**SOURCE:**
— Start —
Designs of simulators with math models are shown in U.S. Pat. Nos.
4,041,283; 4,827,438 and 4,853,883. Further capability was added to
investigate accidents by playing back the event recorder data
through the TDA, monitoring critical physical parameters. Through
the years, data was collected from instrumented trains and
laboratory experiments, allowing the models used by the TDA to be
refined. On board data collection for off-loading is shown in U.S.
Pat. Nos. 4,561,057 and 4,794,548.
[0003] As more Locomotive Engineers became familiar with the TDA
display through training sessions, it became apparent that a
real-time version of the TDA in the cab of a locomotive would offer
substantial benefits in improved train handling. Earlier designs
for on board computer controllers are shown in U.S. Pat. No.
4,042,810 with a description of math models. A Locomotive Engineer
Assist Display and Event Recorder (LEADER) system, as described in
U.S. Pat. No. 6,144,901, is a real-time, enhanced version of the
Train Dynamics Analyzer (TDA).
[0004] The LEADER system has the ability to display a real-time or
"live" representation of a train on the current track, the trackage
ahead, the dynamic interaction of the cars and locomotives (both
head end and remote), and the current state of the pneumatic brake
system. As a tool for the Locomotive Engineer, the LEADER system
allows insight into the effect of throttle changes and brake
applications throughout the train providing feedback and
information to the Locomotive Engineer not currently available. The
information offered by the LEADER system provides an opportunity
for both safer and more efficient train handling leading to
enormous potential economic benefits.
[0005] The LEADER system has all the necessary information to
predict the future state of the train given a range of future
command changes (what if scenarios). With this ability, LEADER can
assist the railroads in identifying and implementing a desired
operating goal; minimize time to destination, maximize fuel
efficiency, minimize in train forces, (etc.) or a weighted
combination thereof. LEADER will perform calculations based on the
operational goal and the current state of the train to make
recommendations to the Locomotive Crew on what operating changes
will best achieve these goals.
[0006] TDAs are usually available at a training site and are not
typically mobile or portable. Also, LEADER systems are available on
the train and are also generally not portable. There is a need in
the industry for a truly portable simulator and playback station.
One of the limitations of providing a truly portable simulator is a
need to provide a control stand that replicates the actual control
devices on a locomotive. These include propulsion and multiple
braking control valves.
[0007] Displays for train simulators are exemplified by FIG. 5 of
U.S. Pat. No. 6,144,901. It includes display of conditions
throughout the trains in graphic representation, as well as a
display of numerical values. Another type of display, known as a
Strip Chart Display, is exemplified by FIG. 5 of U.S. Pat. No.
4,236,215. Both forums provide different kinds of information for
different purposes. Although the simulator display of the LEADER
system provides forces throughout the train, the Strip Chart
provides a historical record in a playback mode of values as a
function of time. Also, these systems have either operated in the
playback mode or a simulation mode with no crossover.
— End —
**DATA EXTRACT:**
— Start —
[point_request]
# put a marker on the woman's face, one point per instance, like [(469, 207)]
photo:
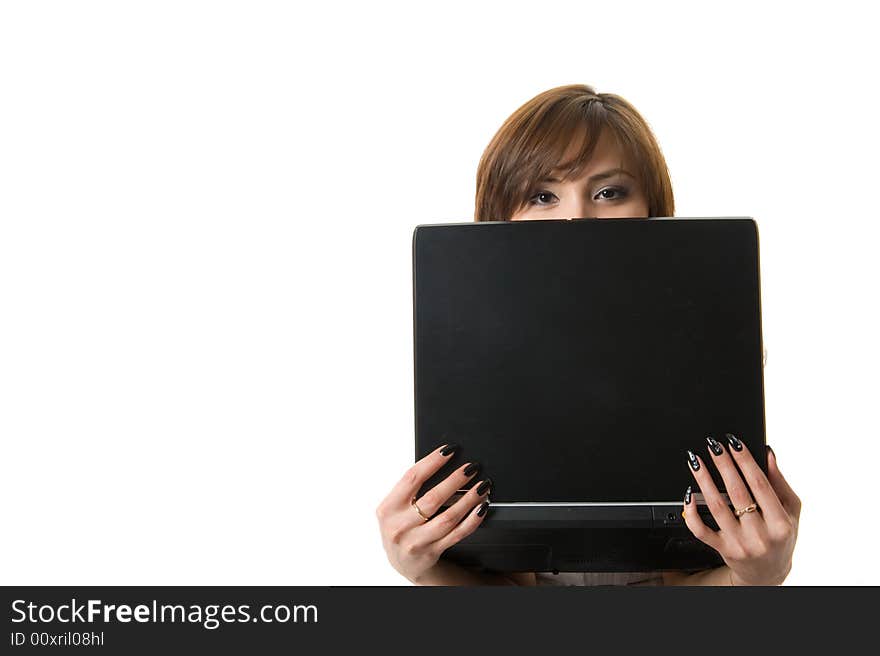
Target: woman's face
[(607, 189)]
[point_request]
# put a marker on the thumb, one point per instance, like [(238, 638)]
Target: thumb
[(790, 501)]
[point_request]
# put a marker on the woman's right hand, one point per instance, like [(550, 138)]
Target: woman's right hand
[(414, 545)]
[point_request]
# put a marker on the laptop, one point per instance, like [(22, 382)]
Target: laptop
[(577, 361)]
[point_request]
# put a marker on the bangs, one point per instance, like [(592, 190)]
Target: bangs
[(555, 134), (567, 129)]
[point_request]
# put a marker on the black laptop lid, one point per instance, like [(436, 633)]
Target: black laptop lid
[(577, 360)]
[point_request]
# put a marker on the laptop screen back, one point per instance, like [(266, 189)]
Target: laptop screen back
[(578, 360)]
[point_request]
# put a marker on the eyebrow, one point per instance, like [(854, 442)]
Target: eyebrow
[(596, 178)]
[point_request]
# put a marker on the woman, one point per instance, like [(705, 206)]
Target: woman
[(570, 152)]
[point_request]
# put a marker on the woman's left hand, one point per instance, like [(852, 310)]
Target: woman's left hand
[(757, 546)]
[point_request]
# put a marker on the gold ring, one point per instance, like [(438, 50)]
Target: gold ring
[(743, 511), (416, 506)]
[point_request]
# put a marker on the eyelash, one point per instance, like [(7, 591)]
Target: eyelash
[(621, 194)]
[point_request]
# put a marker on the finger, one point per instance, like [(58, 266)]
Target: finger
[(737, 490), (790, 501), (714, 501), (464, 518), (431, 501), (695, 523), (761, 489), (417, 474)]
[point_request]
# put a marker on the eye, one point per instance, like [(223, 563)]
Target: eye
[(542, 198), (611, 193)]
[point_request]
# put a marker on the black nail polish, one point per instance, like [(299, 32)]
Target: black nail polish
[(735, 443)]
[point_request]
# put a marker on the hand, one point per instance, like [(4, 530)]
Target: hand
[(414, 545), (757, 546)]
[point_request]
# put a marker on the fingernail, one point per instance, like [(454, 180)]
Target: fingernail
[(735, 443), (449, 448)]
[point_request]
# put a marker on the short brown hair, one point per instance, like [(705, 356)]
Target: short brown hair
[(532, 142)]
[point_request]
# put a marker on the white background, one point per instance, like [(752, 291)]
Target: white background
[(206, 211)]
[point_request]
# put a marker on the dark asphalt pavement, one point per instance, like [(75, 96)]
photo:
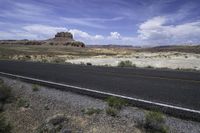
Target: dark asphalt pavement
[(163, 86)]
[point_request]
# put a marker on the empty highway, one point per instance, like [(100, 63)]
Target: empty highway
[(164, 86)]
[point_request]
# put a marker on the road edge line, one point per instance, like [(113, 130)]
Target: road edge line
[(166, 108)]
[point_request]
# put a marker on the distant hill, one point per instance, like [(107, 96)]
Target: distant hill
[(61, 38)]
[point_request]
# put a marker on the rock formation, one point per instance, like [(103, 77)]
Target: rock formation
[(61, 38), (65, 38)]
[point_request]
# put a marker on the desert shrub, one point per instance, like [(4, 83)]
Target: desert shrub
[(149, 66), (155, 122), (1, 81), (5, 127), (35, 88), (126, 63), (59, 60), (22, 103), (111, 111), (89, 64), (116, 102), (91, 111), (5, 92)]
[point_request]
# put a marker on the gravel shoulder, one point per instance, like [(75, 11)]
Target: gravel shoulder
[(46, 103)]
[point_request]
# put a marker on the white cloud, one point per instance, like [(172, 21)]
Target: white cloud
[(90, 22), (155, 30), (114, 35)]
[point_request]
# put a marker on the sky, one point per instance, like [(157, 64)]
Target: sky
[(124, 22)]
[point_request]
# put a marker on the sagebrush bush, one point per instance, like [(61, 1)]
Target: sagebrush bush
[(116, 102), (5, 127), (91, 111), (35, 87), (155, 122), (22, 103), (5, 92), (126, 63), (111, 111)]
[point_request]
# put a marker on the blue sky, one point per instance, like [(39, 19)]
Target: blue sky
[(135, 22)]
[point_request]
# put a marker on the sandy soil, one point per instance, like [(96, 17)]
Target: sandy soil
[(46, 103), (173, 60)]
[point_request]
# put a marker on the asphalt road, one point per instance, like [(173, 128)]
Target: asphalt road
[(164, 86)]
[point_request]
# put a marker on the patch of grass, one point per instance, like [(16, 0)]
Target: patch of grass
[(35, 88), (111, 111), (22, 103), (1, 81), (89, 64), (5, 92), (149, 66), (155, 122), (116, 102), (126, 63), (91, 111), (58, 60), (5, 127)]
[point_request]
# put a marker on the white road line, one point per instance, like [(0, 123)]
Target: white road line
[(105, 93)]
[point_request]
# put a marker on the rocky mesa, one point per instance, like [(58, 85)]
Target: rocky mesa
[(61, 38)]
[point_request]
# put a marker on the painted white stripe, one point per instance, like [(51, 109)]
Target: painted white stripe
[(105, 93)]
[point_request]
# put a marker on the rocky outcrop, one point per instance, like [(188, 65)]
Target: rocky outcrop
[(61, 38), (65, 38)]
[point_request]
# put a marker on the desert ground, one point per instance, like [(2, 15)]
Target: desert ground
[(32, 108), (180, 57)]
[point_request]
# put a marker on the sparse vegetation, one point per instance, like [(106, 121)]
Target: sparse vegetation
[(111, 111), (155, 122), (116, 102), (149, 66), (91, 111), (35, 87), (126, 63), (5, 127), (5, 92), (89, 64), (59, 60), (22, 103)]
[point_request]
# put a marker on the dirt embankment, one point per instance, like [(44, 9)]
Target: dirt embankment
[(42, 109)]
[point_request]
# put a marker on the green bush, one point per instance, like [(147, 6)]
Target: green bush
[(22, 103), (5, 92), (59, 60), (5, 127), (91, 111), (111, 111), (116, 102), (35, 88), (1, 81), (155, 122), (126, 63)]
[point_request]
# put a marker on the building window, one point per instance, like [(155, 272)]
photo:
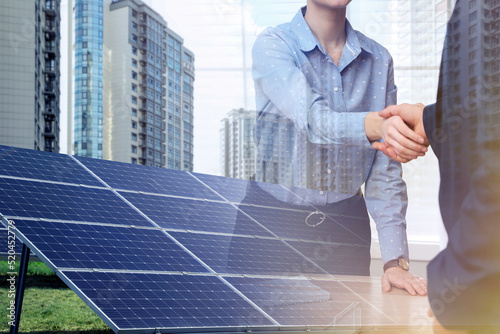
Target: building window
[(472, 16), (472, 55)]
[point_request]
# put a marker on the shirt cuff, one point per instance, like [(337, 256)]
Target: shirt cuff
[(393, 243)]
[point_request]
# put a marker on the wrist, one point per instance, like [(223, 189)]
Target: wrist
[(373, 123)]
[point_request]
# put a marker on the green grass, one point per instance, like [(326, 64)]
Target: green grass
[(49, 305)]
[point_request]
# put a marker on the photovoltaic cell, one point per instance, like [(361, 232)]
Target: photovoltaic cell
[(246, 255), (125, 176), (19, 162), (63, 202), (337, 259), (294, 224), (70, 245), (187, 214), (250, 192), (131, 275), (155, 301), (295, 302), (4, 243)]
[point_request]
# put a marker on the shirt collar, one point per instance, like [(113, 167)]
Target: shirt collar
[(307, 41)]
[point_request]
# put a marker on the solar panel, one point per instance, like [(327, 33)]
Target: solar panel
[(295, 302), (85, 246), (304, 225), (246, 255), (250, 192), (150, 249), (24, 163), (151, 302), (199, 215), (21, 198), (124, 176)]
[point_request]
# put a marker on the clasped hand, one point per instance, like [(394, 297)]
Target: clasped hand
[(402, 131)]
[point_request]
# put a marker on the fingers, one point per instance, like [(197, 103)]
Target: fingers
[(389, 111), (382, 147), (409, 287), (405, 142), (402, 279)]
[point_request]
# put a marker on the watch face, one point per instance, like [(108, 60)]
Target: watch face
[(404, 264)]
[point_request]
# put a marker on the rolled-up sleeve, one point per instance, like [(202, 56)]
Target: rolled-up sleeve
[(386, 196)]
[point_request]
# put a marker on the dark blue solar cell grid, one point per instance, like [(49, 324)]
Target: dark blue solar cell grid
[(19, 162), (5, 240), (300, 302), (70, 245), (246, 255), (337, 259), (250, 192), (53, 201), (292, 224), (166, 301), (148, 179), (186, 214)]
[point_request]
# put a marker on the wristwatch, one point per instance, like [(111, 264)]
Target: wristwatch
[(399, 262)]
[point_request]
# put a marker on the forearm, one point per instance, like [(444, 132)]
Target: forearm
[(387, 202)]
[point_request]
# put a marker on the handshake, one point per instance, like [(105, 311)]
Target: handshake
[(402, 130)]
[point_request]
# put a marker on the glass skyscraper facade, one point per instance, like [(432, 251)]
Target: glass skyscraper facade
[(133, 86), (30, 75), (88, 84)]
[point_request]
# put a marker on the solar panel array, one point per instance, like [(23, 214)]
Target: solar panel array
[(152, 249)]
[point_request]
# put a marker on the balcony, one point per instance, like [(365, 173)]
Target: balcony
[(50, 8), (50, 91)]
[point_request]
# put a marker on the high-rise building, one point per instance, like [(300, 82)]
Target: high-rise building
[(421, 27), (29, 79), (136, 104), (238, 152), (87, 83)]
— End —
**INSTRUCTIONS:**
**a)** In the passage on train simulators, what does the Strip Chart provide in playback mode?
**b)** Continue the passage on train simulators, picking up after its final sentence.

**OUTPUTS FOR THE TASKS:**
**a)** It provides a historical record of values as a function of time.

**b)**
[0008] The present invention addresses one of these issues by
providing a truly portable train simulator, including a
microprocessor, a display and an input device for the
microprocessor. A first program drives the display to depict
indicia of a control stand and to respond to control inputs from
the input device. A second program drives the display to depict a
track to be traversed from a data file in response to the control
inputs. A virtual control stand is one of the elements that allows
the true portability of a train simulator. The input device may
include one or more of a keyboard, mouse and/or a touch screen.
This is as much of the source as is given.